> DOCUMENT PASSAGE
....

Fiji

Fiji

Year: 2007

Heading: for 17 musicians

First Performance:
16 January 2008
Ensemble 10/10 (of the Liverpool Philharmonic)/Clark Rundell
The Cornerstone, Liverpool, England

Instrumentation: 0.2.2.2—0.0.0.0—Perc(5)maraca/guiro/sandpaper/tamb/clave/2 cowbells/2 bongos/2 congas—2.0.2.2.0

Duration: 17:29

Recording: Fiji is found on the release, tahiti

Listen now: FIJI (click here to listen)

Press:
...guaranteed to blow away the winter blahhs, Michael Torke's infectious Fiji swings with a pop sensibility and a serious South American groove. —Tom Huizenga, All Things Considered

Fiji glitters with catchy and attractive melodies that enchant the ear .—Ralph Graves, WTJU

Program Note:
In Fiji, each of the six woodwind instruments play exactly the same thing as each of the six stringed instruments. I like the sound of those doublings, and I like the reinforcing effect. Four percussion players create a samba composite (which derive from original African sources), "glued" together by repeated eighths of a shaker instrument. These rhythms are in turned doubled by the woodwind/string pairs, and out of these resultant arrays melodies emerge.

....

> DATA LISTING
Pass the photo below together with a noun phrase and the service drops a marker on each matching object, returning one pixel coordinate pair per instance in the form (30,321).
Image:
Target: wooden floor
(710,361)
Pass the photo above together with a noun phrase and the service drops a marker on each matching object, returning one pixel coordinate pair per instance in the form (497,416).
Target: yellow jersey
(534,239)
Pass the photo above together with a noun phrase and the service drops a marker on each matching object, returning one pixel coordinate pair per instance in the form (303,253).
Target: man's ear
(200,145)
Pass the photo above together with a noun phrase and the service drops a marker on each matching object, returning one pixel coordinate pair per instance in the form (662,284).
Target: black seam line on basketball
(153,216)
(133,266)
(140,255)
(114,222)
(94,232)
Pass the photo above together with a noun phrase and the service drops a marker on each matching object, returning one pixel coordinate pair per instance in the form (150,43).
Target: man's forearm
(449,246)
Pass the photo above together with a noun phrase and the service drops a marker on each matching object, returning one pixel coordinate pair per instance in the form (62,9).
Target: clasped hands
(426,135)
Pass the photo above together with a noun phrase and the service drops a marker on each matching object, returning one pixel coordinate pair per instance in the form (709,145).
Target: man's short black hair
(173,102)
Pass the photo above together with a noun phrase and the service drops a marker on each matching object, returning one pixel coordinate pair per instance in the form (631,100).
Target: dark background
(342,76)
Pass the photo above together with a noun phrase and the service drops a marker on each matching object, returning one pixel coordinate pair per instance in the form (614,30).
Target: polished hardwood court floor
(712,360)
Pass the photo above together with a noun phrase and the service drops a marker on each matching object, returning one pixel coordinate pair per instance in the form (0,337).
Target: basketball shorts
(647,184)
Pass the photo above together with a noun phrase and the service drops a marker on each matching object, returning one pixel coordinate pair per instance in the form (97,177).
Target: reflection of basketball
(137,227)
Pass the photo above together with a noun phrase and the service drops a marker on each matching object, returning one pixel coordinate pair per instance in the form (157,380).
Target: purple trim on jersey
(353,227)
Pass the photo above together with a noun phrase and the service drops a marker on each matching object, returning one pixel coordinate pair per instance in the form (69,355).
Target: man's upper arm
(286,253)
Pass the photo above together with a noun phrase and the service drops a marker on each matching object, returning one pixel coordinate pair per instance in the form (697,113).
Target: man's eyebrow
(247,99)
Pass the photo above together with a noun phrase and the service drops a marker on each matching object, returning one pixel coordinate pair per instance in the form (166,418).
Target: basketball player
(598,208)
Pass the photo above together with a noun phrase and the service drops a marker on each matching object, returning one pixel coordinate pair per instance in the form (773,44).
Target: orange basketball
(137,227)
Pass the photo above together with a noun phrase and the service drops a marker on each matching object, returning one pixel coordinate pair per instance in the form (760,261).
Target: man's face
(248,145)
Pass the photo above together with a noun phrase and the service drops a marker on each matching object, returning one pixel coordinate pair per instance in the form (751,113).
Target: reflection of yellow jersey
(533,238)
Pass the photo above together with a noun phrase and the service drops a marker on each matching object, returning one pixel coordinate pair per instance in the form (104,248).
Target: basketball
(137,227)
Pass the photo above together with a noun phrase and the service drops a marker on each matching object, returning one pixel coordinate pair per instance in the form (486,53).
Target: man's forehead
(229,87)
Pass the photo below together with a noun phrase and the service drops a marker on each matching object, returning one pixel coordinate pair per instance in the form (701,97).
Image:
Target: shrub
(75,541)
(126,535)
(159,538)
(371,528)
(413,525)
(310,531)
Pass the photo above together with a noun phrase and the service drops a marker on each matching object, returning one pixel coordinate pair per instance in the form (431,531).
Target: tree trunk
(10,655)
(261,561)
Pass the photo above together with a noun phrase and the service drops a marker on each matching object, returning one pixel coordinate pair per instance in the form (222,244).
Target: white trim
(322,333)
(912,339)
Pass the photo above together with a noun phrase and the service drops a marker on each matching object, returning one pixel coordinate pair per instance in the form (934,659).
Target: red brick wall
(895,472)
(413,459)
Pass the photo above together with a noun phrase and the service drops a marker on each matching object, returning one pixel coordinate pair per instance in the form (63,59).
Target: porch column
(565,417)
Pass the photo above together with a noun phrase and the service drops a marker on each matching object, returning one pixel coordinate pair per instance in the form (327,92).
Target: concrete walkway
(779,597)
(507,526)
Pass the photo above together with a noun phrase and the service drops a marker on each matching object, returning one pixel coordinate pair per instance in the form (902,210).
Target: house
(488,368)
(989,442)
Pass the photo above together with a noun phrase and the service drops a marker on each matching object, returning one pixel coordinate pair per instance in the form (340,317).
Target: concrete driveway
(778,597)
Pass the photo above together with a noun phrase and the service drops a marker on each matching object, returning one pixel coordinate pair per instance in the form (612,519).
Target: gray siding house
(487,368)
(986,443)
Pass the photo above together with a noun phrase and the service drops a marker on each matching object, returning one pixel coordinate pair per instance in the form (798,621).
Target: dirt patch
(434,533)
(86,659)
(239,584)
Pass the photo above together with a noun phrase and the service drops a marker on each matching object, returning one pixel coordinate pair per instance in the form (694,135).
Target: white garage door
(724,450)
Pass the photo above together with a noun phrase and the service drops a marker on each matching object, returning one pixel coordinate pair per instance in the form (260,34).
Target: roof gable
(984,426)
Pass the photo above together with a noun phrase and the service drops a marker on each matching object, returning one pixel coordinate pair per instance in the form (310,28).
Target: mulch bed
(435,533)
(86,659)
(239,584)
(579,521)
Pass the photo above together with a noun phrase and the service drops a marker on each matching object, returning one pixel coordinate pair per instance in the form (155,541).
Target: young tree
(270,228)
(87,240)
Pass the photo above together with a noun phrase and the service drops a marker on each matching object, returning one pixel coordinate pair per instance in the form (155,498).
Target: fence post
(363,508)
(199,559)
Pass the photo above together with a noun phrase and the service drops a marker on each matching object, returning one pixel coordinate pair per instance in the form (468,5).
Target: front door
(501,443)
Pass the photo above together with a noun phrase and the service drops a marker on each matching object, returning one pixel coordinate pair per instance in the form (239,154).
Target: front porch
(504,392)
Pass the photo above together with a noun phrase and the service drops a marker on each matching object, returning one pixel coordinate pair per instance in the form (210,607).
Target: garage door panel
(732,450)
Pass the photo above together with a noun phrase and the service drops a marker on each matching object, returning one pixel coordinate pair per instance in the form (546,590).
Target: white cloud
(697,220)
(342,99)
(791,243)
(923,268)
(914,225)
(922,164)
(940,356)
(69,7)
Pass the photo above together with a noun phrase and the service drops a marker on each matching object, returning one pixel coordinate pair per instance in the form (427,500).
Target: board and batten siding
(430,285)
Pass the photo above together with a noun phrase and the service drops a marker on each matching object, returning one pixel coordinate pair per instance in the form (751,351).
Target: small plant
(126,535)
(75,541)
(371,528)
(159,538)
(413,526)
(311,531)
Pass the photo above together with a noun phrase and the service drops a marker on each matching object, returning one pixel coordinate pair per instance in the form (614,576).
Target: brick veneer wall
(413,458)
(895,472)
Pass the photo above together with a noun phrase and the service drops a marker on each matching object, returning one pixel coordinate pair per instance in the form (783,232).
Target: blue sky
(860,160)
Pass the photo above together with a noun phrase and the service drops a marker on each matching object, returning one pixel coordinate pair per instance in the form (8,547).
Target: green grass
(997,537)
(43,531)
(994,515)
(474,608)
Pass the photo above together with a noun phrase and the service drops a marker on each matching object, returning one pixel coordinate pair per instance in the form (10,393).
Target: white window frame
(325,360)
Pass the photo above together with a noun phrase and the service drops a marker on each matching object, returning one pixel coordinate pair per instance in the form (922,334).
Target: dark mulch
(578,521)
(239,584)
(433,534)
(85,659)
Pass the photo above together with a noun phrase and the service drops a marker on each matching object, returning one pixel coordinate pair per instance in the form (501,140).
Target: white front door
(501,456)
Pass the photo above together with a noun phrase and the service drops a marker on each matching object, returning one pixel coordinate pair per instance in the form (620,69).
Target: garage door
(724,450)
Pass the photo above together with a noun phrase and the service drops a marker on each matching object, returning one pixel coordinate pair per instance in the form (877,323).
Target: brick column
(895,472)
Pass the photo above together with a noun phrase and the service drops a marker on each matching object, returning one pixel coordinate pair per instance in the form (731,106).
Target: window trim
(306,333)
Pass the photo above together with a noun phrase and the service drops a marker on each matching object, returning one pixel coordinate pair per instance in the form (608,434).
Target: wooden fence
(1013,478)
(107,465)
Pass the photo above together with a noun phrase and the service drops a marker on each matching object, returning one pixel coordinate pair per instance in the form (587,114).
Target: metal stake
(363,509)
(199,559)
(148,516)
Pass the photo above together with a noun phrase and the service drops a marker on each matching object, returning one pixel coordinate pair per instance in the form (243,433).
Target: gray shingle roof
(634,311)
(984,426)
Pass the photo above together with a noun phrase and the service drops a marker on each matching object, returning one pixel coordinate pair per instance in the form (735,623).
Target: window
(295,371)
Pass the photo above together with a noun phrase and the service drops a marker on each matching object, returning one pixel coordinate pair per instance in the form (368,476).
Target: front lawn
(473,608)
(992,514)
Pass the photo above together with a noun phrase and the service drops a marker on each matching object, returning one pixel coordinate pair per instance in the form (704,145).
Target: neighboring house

....

> REQUIRED WORK
- A) Please retype the part of the Fiji page starting with "Duration: 17:29" and going on through "arrays melodies emerge.".
- B) Rewrite the paragraph of the Fiji page that begins "In Fiji, each of the six woodwind instruments" as a short list that keeps its main facts.
- C) Carry on the Fiji page from the point where its text stops.

> PER-TASK ANSWERS
- A)
Duration: 17:29

Recording: Fiji is found on the release, tahiti

Listen now: FIJI (click here to listen)

Press:
...guaranteed to blow away the winter blahhs, Michael Torke's infectious Fiji swings with a pop sensibility and a serious South American groove. —Tom Huizenga, All Things Considered

Fiji glitters with catchy and attractive melodies that enchant the ear .—Ralph Graves, WTJU

Program Note:
In Fiji, each of the six woodwind instruments play exactly the same thing as each of the six stringed instruments. I like the sound of those doublings, and I like the reinforcing effect. Four percussion players create a samba composite (which derive from original African sources), "glued" together by repeated eighths of a shaker instrument. These rhythms are in turned doubled by the woodwind/string pairs, and out of these resultant arrays melodies emerge.

- B)
- Each of the six woodwind instruments plays exactly the same thing as each of the six stringed instruments.
- The note's author likes the sound of these doublings and their reinforcing effect.
- Four percussion players create a samba composite, derived from original African sources, held together by repeated eighths on a shaker instrument.
- The woodwind/string pairs double these rhythms, and melodies emerge from the resulting arrays.

- C)
Like the recent pieces, Two Girls on the Beach, and Blue Pacific, this piece has a sunny, "humid" sound. But very much like the pieces, Bliss, and Rapture, I assign pitches to the rhythms, having that one to one correspondence drive the logic of the piece. This kind of thinking actually comes from the earlier Four Proverbs, where I assigned syllables to pitches whose invariance created its own sound.

But in a certain way, the piece's true antecedent is Adjustable Wrench, where I start with a pop rhythm that is not my own, but then try to give it my own context and development to personalize it.

Fiji was commissioned for Ensemble 10/10, the contemporary music group of the Royal Liverpool Philharmonic, by Liverpool European Capital of Culture 2008.